## Directions
The response has to reproduce all entries exactly while excluding their pictures.

━━ Record extracts

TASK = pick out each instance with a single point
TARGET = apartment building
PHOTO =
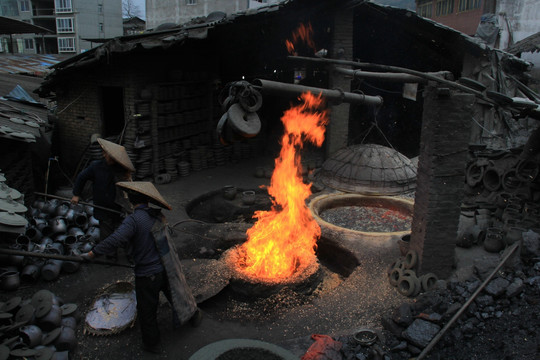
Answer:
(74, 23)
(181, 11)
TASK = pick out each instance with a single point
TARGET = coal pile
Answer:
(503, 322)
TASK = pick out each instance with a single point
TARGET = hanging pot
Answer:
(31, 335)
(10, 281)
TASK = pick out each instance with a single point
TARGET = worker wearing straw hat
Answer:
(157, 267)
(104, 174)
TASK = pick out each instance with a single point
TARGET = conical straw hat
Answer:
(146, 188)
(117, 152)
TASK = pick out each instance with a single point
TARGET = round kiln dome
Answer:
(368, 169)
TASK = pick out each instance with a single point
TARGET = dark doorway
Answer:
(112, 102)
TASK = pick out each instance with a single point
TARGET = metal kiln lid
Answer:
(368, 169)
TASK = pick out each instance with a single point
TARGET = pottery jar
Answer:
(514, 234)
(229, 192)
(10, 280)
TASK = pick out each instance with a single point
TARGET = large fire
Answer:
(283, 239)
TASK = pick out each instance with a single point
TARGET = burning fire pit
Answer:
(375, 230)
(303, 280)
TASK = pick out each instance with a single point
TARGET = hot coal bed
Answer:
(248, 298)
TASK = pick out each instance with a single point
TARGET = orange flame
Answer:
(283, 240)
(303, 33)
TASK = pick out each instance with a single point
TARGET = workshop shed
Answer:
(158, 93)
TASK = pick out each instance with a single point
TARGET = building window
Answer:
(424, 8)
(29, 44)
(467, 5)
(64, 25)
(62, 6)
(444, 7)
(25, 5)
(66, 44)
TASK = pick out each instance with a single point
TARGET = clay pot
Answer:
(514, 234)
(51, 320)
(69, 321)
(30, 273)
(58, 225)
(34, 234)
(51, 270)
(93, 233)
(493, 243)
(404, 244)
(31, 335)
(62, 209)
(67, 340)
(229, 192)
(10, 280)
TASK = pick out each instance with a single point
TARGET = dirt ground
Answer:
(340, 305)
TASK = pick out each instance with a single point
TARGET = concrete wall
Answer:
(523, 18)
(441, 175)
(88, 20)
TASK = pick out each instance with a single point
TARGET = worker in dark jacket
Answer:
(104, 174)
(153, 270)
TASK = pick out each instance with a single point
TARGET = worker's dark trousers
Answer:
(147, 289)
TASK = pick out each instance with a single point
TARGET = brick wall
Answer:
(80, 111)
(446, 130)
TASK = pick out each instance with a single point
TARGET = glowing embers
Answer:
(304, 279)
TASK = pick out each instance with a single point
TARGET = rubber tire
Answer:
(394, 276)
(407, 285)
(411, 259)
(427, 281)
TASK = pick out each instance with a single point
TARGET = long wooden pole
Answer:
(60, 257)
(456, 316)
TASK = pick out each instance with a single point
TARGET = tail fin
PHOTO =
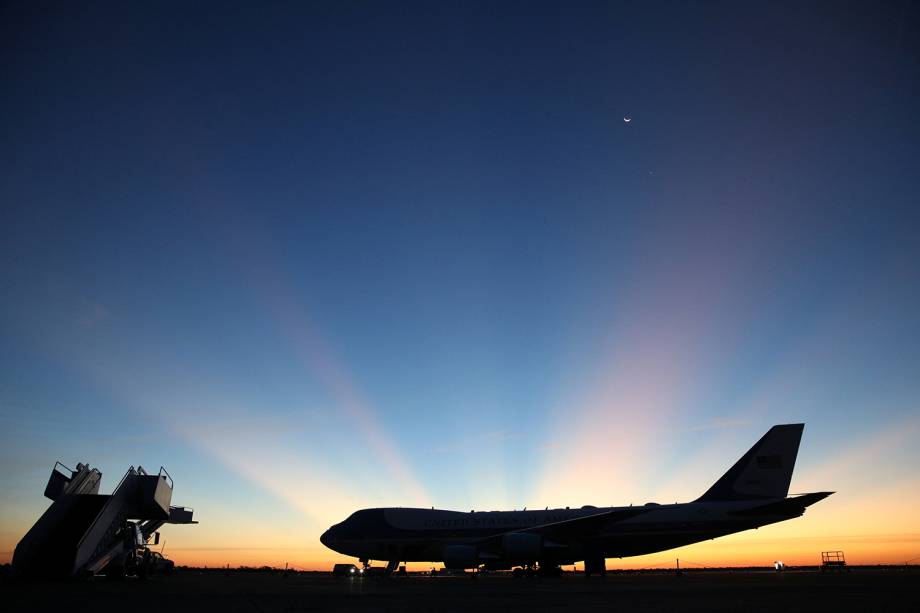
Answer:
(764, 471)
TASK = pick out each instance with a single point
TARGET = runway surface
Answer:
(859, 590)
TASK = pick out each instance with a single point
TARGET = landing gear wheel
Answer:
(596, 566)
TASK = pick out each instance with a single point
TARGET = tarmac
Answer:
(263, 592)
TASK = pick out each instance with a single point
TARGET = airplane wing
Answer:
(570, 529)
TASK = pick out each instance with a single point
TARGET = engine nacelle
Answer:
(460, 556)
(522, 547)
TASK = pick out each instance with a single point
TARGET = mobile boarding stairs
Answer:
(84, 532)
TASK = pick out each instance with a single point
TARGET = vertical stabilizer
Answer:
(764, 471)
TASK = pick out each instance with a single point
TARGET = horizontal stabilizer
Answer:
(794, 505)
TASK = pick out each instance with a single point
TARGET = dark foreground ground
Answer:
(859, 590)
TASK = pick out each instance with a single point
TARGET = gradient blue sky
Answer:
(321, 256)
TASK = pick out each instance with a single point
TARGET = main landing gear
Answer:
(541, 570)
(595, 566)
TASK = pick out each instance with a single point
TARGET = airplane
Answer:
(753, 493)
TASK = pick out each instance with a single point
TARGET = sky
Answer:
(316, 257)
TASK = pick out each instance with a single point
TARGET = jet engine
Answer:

━━━━

## Task result
TASK = pick out each instance with a single point
TARGET = apartment building
PHOTO =
Answer:
(74, 23)
(181, 11)
TASK = pick out each instance with a single point
TARGET = coal pile
Answer:
(503, 322)
TASK = pick out each instance with a single point
TARGET = hanging pot
Answer:
(31, 335)
(10, 281)
TASK = pick out each instance with a single point
TARGET = worker wearing straw hat
Answer:
(157, 267)
(104, 174)
TASK = pick out each instance with a single point
TARGET = conical straw hat
Answer:
(146, 188)
(117, 152)
TASK = pick out each instance with a single point
TARGET = round kiln dome
Answer:
(368, 169)
TASK = pick out each instance with a single point
TARGET = dark doorway
Answer:
(112, 102)
TASK = pick out each instance with a single point
TARGET = metal kiln lid
Answer:
(368, 169)
TASK = pick out each instance with a single point
TARGET = pottery jar
Answer:
(514, 234)
(229, 192)
(10, 280)
TASK = pick out each instance with a single point
TARGET = large fire
Answer:
(283, 239)
TASK = pick out each instance with a single point
TARGET = burning fire pit
Answer:
(375, 230)
(303, 280)
TASK = pick out each instance with a single point
TARGET = hot coal bed
Answer:
(248, 298)
TASK = pick out each instance with a single point
TARGET = orange flame
Answer:
(283, 240)
(303, 33)
TASK = pick out each instance with a single point
TARGET = workshop shed
Answer:
(158, 93)
TASK = pick out each instance with a single point
TARGET = building window
Answer:
(424, 8)
(29, 44)
(467, 5)
(64, 25)
(62, 6)
(444, 7)
(25, 5)
(66, 44)
TASK = pick out each instance with a single point
TARGET = clay pot
Answer:
(514, 234)
(51, 320)
(69, 321)
(30, 273)
(58, 225)
(34, 234)
(51, 270)
(93, 233)
(493, 243)
(404, 244)
(31, 335)
(62, 209)
(67, 340)
(229, 192)
(10, 280)
TASK = pick out each instance with a single point
TARGET = dirt ground
Answer:
(340, 305)
TASK = pick out each instance with a single point
TARGET = concrete wall
Answer:
(523, 18)
(441, 175)
(88, 20)
TASK = pick out each instance with a single point
TARGET = worker in dark jacket
Answer:
(104, 174)
(153, 270)
TASK = pick out each instance with a single point
TARGET = worker's dark trousers
Answer:
(147, 289)
TASK = pick out each instance with a single point
TARGET = brick wall
Answer:
(80, 111)
(446, 130)
TASK = pick out each instance with a single point
TARGET = glowing embers
Answer:
(304, 279)
TASK = pick out each instance with a single point
TARGET = rubber tire
Answer:
(394, 276)
(407, 285)
(411, 259)
(427, 281)
TASK = pick out each instance with a single point
TARGET = long wooden pole
Answer:
(60, 257)
(456, 316)
TASK = pick out each instance with a single point
TARGET = tail fin
PHOTO =
Answer:
(764, 471)
TASK = pick out each instance with a single point
TARGET = runway surface
Answer:
(859, 590)
TASK = pick out each instance with a single point
TARGET = landing gear wheel
Answer:
(596, 566)
TASK = pick out each instance with a single point
TARGET = tarmac
Answer:
(263, 592)
TASK = pick out each instance with a single point
TARGET = airplane wing
Answer:
(570, 529)
TASK = pick out each instance with a single point
TARGET = engine nacelle
Answer:
(460, 556)
(522, 547)
TASK = pick out each instance with a single point
TARGET = mobile boarding stairs
Answer:
(84, 532)
TASK = pick out each instance with a single point
TARGET = vertical stabilizer
Answer:
(764, 471)
TASK = pick out each instance with a single point
TARGET = horizontal stabilizer
Answer:
(794, 505)
TASK = pick out each instance with a single point
TARGET = dark foreground ground
Answer:
(859, 590)
TASK = pick out each instance with a single point
TARGET = gradient blue sky
Answer:
(321, 256)
TASK = pick out each instance with a single point
TARGET = main landing gear
Answer:
(541, 570)
(595, 566)
TASK = pick out each instance with a single point
TARGET = airplane
Answer:
(753, 493)
TASK = pick out each instance with a single point
TARGET = sky
Answer:
(316, 257)
TASK = pick out each instance with a single point
TARGET = jet engine
Answer:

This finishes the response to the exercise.